Using the records below, output the stretch that opens with the line containing "box: [42, 37, 186, 235]" and closes with the line containing "negative clicks: (126, 234)", exactly and including both lines, with nothing more.

════════

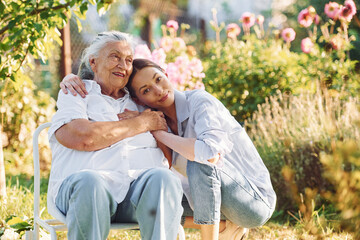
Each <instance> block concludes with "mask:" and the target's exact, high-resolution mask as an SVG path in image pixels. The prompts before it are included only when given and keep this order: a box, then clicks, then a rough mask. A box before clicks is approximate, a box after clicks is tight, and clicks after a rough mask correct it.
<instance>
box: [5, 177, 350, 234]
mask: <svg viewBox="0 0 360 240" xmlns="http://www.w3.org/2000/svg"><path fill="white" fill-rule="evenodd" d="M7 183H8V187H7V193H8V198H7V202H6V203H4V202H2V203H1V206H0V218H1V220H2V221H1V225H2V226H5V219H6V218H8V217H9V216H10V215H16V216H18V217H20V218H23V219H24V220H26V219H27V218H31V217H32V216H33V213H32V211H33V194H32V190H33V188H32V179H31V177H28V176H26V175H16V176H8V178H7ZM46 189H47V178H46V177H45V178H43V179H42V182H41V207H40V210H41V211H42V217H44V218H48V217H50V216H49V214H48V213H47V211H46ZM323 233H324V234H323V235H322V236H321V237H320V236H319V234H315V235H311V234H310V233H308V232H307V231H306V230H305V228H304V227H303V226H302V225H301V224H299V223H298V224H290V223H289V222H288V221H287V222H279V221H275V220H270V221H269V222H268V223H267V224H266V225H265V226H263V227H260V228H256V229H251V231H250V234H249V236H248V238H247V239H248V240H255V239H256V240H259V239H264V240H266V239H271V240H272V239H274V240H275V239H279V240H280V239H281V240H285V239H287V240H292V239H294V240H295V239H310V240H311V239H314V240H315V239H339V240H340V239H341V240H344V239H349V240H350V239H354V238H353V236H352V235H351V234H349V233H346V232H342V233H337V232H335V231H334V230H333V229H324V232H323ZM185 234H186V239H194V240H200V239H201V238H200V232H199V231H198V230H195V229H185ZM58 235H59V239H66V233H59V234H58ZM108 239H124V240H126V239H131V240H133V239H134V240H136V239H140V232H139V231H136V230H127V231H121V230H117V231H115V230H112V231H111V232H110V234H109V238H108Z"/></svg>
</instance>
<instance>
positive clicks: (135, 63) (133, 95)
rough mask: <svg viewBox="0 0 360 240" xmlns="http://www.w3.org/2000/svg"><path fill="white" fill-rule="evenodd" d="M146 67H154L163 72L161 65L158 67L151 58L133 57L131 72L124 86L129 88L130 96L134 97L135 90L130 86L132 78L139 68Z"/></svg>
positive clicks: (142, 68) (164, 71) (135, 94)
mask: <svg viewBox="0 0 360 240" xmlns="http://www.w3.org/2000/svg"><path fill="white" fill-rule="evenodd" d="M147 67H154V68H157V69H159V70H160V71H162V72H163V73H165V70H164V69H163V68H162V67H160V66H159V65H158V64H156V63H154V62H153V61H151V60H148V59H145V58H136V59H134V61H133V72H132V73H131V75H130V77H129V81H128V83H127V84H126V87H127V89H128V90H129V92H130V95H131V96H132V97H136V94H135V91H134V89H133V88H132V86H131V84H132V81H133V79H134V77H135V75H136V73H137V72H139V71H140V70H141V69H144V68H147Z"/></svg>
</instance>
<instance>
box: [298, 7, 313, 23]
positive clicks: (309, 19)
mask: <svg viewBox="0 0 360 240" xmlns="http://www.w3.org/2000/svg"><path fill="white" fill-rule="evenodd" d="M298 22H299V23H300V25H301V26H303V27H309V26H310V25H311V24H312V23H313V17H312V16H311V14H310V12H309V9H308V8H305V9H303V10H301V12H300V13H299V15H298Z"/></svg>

════════

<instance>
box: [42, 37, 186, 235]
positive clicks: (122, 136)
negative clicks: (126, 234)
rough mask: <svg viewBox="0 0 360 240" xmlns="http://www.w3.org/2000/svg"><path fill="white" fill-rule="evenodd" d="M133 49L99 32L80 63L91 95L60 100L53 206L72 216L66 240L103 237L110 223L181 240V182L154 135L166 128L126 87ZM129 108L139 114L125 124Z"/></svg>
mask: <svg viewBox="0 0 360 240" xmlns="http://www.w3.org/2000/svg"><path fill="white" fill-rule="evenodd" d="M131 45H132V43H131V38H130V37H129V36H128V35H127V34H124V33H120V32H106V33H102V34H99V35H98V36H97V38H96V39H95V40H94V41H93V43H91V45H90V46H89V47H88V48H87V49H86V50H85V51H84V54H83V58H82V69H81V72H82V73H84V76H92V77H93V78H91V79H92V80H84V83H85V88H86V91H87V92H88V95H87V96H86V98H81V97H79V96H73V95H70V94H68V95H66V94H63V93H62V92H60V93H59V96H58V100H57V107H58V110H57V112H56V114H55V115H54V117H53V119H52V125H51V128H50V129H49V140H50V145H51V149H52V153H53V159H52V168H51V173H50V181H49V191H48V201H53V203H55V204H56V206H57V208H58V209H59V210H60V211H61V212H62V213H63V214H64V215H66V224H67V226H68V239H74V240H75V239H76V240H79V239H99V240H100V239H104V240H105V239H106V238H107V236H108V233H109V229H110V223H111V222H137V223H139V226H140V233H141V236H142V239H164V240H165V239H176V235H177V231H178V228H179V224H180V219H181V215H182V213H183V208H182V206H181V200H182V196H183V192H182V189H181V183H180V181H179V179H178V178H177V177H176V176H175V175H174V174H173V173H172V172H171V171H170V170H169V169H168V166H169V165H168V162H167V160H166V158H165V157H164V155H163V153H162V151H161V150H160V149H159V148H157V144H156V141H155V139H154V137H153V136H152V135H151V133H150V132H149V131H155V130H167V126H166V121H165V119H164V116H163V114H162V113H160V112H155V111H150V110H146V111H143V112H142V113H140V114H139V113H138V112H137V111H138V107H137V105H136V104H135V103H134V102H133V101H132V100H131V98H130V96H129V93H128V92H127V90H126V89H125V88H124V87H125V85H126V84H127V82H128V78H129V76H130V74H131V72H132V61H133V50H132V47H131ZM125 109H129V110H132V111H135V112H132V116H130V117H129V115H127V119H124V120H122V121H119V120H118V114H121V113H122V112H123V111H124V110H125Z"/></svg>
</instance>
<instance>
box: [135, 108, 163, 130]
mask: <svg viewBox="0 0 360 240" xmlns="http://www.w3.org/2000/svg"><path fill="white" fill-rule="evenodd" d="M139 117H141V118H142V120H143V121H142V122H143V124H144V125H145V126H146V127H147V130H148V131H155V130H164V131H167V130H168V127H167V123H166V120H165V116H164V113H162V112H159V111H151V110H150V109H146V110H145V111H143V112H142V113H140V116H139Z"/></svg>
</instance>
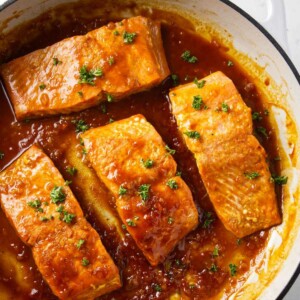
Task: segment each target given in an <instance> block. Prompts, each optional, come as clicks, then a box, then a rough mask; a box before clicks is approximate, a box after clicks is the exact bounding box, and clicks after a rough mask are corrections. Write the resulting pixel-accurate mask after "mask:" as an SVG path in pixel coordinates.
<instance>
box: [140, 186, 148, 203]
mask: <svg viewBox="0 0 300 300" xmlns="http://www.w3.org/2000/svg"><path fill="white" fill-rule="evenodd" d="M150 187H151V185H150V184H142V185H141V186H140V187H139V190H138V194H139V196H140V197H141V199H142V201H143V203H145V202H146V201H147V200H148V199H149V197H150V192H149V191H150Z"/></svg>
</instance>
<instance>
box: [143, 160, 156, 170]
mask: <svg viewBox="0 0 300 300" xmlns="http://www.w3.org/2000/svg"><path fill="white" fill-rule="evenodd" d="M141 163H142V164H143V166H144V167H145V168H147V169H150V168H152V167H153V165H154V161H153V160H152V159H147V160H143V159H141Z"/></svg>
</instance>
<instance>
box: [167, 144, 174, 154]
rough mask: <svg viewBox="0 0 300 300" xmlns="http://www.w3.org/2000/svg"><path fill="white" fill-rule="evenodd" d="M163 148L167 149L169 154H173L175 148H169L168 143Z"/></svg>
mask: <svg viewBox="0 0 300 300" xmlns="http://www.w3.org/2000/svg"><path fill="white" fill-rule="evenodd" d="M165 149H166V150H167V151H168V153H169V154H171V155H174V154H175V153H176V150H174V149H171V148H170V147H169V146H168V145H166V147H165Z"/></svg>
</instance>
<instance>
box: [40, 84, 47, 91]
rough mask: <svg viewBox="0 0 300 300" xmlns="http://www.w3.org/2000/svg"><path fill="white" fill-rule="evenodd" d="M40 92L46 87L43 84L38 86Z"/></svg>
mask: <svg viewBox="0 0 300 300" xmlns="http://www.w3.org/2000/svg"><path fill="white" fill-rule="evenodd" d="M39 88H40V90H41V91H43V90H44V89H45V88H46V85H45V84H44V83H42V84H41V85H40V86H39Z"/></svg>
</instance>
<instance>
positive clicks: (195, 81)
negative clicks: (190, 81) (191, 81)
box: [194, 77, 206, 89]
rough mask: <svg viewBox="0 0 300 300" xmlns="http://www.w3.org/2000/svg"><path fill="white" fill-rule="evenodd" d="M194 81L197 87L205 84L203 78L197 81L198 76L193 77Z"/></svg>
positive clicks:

════════

▶ Written reply
box: [42, 37, 186, 235]
positive clicks: (122, 136)
negative clicks: (126, 234)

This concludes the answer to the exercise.